### Exercise data

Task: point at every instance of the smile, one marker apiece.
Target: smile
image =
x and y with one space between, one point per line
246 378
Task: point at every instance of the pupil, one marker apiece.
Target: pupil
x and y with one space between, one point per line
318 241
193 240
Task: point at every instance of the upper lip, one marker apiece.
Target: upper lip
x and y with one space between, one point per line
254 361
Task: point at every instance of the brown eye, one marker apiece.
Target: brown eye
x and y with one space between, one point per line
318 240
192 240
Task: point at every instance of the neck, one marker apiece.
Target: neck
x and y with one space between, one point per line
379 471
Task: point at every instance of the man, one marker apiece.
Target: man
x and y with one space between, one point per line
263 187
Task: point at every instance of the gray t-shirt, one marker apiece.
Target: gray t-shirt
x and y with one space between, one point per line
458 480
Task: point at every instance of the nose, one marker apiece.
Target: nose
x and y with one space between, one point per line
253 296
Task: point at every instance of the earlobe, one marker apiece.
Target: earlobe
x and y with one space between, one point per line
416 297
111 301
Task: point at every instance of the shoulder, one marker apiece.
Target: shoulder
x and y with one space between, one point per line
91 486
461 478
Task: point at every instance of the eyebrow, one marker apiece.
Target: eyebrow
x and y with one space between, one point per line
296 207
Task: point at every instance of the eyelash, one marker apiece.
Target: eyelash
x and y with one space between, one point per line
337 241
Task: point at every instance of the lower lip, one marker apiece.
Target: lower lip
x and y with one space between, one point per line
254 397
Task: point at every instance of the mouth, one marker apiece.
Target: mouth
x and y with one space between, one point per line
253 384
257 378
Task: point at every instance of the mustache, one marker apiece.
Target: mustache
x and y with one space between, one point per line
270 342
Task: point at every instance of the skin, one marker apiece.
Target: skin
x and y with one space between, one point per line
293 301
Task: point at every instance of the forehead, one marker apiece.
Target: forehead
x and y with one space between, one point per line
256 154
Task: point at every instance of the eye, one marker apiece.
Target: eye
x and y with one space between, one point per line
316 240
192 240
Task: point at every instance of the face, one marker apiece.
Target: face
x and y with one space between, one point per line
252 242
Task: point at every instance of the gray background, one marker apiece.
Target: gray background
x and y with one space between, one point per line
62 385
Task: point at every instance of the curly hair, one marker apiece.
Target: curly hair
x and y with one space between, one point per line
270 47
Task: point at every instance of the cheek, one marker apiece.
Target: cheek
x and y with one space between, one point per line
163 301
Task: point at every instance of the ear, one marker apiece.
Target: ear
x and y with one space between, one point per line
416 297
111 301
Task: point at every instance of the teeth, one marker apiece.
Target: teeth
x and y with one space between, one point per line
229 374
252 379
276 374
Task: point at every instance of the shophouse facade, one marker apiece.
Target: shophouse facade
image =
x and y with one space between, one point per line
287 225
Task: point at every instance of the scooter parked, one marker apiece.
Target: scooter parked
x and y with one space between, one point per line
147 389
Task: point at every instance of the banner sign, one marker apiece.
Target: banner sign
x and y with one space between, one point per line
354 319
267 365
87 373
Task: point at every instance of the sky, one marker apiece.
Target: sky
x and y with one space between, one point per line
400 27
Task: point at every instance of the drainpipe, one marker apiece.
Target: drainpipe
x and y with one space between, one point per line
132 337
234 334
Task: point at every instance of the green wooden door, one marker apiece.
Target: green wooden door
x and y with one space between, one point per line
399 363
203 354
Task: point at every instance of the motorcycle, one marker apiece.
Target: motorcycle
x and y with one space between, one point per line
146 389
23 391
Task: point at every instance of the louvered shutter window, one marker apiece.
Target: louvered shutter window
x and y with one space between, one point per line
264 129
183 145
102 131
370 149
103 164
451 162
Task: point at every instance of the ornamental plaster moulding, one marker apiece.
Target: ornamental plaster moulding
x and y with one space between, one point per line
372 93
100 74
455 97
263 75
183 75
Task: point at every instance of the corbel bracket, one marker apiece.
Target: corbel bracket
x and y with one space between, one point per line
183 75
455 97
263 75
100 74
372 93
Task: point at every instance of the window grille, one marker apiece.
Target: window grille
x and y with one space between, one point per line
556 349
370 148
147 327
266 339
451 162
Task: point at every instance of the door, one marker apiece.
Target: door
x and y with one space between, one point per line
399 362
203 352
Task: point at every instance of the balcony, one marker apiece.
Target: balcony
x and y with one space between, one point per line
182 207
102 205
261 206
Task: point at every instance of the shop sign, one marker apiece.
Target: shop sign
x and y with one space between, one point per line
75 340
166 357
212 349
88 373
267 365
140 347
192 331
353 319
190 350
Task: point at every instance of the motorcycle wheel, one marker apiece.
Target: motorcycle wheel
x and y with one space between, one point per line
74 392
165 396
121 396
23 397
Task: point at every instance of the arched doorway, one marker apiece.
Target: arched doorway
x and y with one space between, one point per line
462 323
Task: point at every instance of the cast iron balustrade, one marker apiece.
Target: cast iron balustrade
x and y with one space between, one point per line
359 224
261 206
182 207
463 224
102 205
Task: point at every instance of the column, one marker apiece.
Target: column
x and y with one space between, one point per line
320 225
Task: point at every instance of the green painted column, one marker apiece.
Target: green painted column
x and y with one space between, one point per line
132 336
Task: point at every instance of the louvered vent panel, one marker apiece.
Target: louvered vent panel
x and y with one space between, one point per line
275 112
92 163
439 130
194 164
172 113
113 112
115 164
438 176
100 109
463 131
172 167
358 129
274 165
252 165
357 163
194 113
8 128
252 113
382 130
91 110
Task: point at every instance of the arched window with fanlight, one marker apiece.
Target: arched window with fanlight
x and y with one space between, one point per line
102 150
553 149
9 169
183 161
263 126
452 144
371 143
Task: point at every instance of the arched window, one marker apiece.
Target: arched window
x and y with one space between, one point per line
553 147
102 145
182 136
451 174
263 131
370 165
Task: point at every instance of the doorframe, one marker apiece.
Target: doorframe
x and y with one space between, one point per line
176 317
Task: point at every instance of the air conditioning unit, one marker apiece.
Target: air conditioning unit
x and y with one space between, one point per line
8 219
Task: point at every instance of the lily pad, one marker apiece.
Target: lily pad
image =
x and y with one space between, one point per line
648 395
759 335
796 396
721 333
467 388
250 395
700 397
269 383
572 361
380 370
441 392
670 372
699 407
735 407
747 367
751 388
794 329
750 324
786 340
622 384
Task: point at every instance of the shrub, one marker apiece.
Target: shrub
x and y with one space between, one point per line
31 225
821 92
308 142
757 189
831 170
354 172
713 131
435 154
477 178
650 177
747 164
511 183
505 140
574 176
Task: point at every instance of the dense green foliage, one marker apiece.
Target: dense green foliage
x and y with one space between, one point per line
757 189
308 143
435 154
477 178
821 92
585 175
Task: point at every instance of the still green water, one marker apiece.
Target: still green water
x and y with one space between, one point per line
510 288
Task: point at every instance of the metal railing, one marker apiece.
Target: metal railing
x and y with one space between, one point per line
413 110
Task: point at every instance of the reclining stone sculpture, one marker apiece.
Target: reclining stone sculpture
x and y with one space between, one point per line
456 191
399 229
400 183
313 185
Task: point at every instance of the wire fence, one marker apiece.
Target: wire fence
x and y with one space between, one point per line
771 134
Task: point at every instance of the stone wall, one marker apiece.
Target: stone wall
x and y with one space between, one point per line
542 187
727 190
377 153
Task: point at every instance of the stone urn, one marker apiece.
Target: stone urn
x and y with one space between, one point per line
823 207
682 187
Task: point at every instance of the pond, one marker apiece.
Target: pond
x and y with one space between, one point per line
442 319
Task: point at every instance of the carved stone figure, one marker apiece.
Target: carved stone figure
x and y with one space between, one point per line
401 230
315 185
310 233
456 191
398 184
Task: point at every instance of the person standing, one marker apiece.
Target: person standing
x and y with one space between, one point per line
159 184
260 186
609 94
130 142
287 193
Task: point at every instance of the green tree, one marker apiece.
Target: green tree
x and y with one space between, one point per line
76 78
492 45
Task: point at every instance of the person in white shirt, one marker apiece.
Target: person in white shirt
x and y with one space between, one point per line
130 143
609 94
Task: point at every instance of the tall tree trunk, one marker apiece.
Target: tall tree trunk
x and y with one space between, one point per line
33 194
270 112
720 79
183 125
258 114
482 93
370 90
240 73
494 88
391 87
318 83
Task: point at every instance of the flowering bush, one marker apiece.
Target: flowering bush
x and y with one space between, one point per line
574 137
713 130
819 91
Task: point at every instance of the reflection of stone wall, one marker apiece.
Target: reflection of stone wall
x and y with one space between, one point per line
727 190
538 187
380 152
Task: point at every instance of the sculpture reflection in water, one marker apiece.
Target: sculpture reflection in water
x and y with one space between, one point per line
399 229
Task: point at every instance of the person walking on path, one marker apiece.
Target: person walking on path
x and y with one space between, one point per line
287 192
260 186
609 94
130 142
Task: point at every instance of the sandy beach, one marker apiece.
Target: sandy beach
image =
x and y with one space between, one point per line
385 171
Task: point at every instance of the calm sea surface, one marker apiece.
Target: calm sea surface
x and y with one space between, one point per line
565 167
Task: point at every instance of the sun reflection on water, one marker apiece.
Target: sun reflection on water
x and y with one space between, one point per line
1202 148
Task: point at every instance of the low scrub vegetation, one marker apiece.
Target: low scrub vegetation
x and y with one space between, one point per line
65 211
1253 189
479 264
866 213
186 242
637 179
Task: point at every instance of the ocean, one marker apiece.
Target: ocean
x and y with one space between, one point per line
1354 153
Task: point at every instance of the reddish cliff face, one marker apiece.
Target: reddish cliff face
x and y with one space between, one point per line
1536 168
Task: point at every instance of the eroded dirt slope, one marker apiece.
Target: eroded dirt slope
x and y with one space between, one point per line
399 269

### Given task
Give back exactly the lines beginning at the one with "Task: point at every instance of the calm" and ending at the final line of the material; both boundary lines belong in it.

### Complete answer
Task: point at every instance of the calm sea surface, one marker apiece.
Target: calm sea surface
x and y with one space between, one point per line
565 167
Task: point at every instance of the sun reflection on water, one marker apiece.
Target: sun reflection on water
x and y with one space between, one point per line
1202 148
Task: point at every instance of the low scrub vegetation, one marker apiece.
Target: low scrub vegetation
x and y with one space between, one point per line
65 211
1253 189
479 264
866 213
186 242
637 179
Task: point at every instance of the ocean, one marker apiece.
Target: ocean
x and y with one space between, one point per line
1354 153
Task: point at every instance of the reddish cliff face, one marker apiece.
Target: reddish cliff face
x and y with one space between, one point per line
1536 168
Task: point at every instance of the eroded dirt slope, one marker apiece.
Target: eroded dirt slope
x and y with one space between, one point per line
399 269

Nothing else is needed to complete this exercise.